======== INPUT MATERIAL

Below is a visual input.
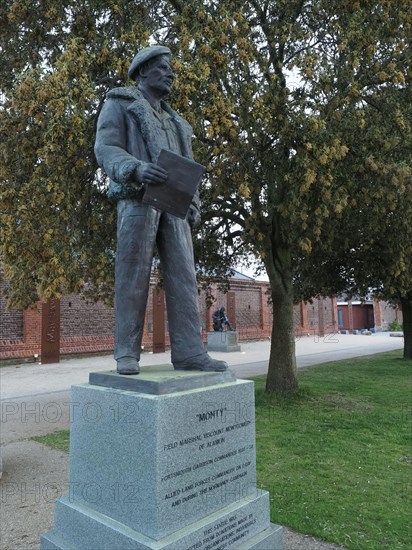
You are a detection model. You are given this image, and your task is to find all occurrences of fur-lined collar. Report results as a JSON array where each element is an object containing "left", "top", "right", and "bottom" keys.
[{"left": 107, "top": 86, "right": 192, "bottom": 163}]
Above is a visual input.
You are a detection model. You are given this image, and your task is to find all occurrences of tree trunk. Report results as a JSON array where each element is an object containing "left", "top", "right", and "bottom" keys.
[
  {"left": 401, "top": 293, "right": 412, "bottom": 359},
  {"left": 266, "top": 282, "right": 298, "bottom": 395}
]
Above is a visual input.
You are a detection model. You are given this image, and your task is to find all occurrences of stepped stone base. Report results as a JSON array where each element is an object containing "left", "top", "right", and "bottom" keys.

================

Convert every line of the records above into a numbered list, skipping blank lines and leaving out the pictures.

→ CORRECT ANSWER
1. Below is a visual input.
2. You are a detection model. You are given this image, and your task is to find all occurrences of fur-lined collar. Report results as a JSON array where each element is an object containing "left", "top", "right", and "bottom" keys.
3. [{"left": 107, "top": 86, "right": 192, "bottom": 163}]
4. Above is a visual input.
5. You are a detection model. You are given this image, and your task is to find all occurrences of tree trunk. Report results as a JSON array where each element is an object containing "left", "top", "right", and "bottom" keys.
6. [
7.   {"left": 401, "top": 293, "right": 412, "bottom": 359},
8.   {"left": 266, "top": 282, "right": 298, "bottom": 395}
9. ]
10. Above is a visual input.
11. You are a detection model. You are given this image, and your task is to find all occurrences of stepped stone base. Report results as a JSON array where each element is an object containing "left", "top", "right", and "bottom" keys.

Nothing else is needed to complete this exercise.